**What is needed**. Reproduce the records below verbatim, keeping every line, character, and blank line unchanged.
* Begin *
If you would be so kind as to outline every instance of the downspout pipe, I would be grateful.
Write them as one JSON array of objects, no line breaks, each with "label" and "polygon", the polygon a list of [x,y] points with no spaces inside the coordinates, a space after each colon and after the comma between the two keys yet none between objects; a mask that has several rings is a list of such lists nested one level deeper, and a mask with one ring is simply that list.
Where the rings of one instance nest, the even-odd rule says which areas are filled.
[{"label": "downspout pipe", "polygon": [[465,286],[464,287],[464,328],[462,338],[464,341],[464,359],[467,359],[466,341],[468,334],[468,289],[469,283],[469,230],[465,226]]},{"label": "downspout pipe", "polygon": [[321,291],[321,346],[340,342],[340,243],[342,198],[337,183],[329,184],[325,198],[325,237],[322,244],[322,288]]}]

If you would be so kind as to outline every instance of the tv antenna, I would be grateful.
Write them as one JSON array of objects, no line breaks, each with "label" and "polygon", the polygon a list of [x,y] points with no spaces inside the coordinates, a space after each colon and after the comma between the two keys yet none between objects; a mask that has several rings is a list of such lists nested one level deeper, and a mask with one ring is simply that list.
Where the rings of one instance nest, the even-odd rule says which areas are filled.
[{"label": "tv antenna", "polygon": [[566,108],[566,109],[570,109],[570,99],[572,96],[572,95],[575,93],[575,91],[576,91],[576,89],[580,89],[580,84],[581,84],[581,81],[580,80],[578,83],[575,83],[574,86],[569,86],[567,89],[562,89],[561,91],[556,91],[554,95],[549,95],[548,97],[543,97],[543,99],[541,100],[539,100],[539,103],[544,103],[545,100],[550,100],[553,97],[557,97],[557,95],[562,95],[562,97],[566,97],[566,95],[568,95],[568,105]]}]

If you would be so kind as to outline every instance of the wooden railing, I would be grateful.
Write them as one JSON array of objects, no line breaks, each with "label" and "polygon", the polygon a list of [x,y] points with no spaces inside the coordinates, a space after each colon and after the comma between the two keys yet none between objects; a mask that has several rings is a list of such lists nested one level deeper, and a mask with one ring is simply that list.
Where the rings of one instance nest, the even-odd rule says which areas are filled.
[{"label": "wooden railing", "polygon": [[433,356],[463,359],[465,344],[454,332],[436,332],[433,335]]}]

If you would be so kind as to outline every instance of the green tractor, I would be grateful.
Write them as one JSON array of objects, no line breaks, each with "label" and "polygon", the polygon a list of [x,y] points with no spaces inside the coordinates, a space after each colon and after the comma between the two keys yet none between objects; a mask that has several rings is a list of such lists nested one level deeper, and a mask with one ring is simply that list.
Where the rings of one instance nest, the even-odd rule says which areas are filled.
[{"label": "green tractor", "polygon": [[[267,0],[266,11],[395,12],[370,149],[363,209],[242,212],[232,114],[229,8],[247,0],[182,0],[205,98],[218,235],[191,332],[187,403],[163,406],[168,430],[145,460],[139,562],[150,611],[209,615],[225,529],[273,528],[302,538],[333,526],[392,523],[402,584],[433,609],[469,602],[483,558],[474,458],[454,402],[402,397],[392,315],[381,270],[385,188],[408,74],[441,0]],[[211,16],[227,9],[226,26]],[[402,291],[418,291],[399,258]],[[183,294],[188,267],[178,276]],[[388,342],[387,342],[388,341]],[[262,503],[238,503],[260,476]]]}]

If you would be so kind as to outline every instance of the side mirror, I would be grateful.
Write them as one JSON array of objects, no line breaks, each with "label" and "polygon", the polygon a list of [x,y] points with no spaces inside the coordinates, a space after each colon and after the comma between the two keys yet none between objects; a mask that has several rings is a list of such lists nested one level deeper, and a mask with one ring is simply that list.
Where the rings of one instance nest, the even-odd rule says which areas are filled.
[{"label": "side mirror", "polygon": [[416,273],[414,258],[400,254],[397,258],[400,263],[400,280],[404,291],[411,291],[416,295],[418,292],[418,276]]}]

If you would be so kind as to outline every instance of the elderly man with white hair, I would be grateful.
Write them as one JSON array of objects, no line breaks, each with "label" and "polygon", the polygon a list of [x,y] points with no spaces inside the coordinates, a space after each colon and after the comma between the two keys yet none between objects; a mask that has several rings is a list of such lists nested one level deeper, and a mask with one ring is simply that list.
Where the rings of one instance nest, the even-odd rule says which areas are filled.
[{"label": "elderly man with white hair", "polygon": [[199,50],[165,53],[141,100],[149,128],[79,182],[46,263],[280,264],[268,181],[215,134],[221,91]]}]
* End *
**Exercise output**.
If you would be so kind as to outline every instance of the downspout pipe, I would be grateful.
Write them as one JSON array of objects, no line breaks, each with "label" and "polygon", the polygon a list of [x,y] points with no spaces inside the coordinates, a space after each colon and after the comma between the two keys yet none between objects; a mask that has several rings is a list of such lists nested one level deeper, and a mask with one ring is simply that list.
Where the rings of one instance nest, the even-odd rule says which areas are filled.
[{"label": "downspout pipe", "polygon": [[465,286],[464,287],[464,328],[462,338],[464,341],[464,359],[467,359],[466,341],[468,334],[468,289],[469,283],[469,230],[465,226]]},{"label": "downspout pipe", "polygon": [[321,291],[321,346],[340,342],[340,243],[342,198],[337,183],[329,184],[325,198],[325,237],[322,244],[322,288]]}]

If you would be so kind as to outline every instance of the tv antenna, I would be grateful.
Write them as one JSON array of objects, no line breaks, each with "label" and "polygon", the polygon a list of [x,y] points with no spaces inside the coordinates, a space after each colon and after the comma between the two keys yet none between objects; a mask that has several rings is a list of such lists nested one level deeper, and a mask with one ring is simply that list.
Where the rings of one instance nest, the even-odd rule says which areas are filled.
[{"label": "tv antenna", "polygon": [[566,108],[566,109],[570,109],[570,99],[572,96],[572,95],[575,93],[575,91],[576,91],[576,89],[580,89],[580,84],[581,84],[581,81],[580,80],[578,83],[575,83],[574,86],[569,86],[567,89],[562,89],[561,91],[556,91],[554,95],[549,95],[548,97],[543,97],[543,99],[541,100],[539,100],[539,103],[544,103],[545,100],[550,100],[553,97],[557,97],[557,95],[562,95],[562,97],[566,97],[566,95],[568,95],[568,105]]}]

If you would be so kind as to outline every instance of the wooden railing, I would be grateful.
Write them as one JSON array of objects, no line breaks, each with "label" and "polygon", the polygon a list of [x,y] points with no spaces inside the coordinates, a space after each colon and after the comma between the two keys yet none between objects; a mask that has several rings is a list of such lists nested one level deeper, and a mask with one ring is simply that list.
Where the rings of one instance nest, the even-odd rule says which areas are filled.
[{"label": "wooden railing", "polygon": [[433,356],[463,359],[465,344],[454,332],[436,332],[433,335]]}]

If you would be so kind as to outline every instance of the green tractor, I would be grateful.
Write them as one JSON array of objects, no line breaks, each with "label" and "polygon", the polygon a list of [x,y] points with no spaces inside the coordinates, a space after each colon and after the comma between the two keys yet none between objects; a mask that has several rings is a list of such lists nested one level deeper, and a mask with one ring is simply that list.
Where the rings of one instance nest, the even-odd rule says which areas are filled.
[{"label": "green tractor", "polygon": [[[267,0],[266,11],[395,12],[370,149],[363,209],[242,212],[232,114],[229,8],[247,0],[182,0],[205,98],[218,235],[191,332],[187,403],[163,406],[168,430],[145,460],[139,562],[150,611],[209,615],[225,529],[273,528],[302,538],[333,526],[392,523],[402,584],[433,609],[469,602],[483,558],[474,458],[454,402],[402,397],[392,315],[381,270],[385,188],[408,74],[441,0]],[[211,16],[227,9],[226,26]],[[402,291],[418,291],[399,258]],[[183,294],[188,267],[178,276]],[[388,342],[387,342],[388,341]],[[262,503],[238,503],[260,476]]]}]

If you would be so kind as to outline every instance of the side mirror, I would be grateful.
Write them as one JSON array of objects, no line breaks, each with "label" and "polygon", the polygon a list of [x,y] points with no spaces inside the coordinates, a space after each colon and after the comma between the two keys yet none between objects; a mask that has several rings is a list of such lists nested one level deeper, and a mask with one ring is simply that list.
Where the rings of one instance nest, the even-odd rule says which areas are filled.
[{"label": "side mirror", "polygon": [[416,273],[414,258],[400,254],[397,258],[400,263],[400,280],[404,291],[411,291],[416,295],[418,292],[418,276]]}]

If you would be so kind as to outline every instance of the elderly man with white hair, I would be grateful.
Write them as one JSON array of objects, no line breaks, each with "label" and "polygon", the polygon a list of [x,y] points with no spaces inside the coordinates, a space after each colon and after the comma between the two keys yet none between objects; a mask that has several rings is a list of such lists nested one level deeper, and a mask with one ring is simply that list.
Where the rings of one instance nest, the even-odd rule says which areas are filled.
[{"label": "elderly man with white hair", "polygon": [[199,50],[165,53],[141,100],[149,128],[79,182],[46,263],[280,264],[268,181],[215,134],[221,91]]}]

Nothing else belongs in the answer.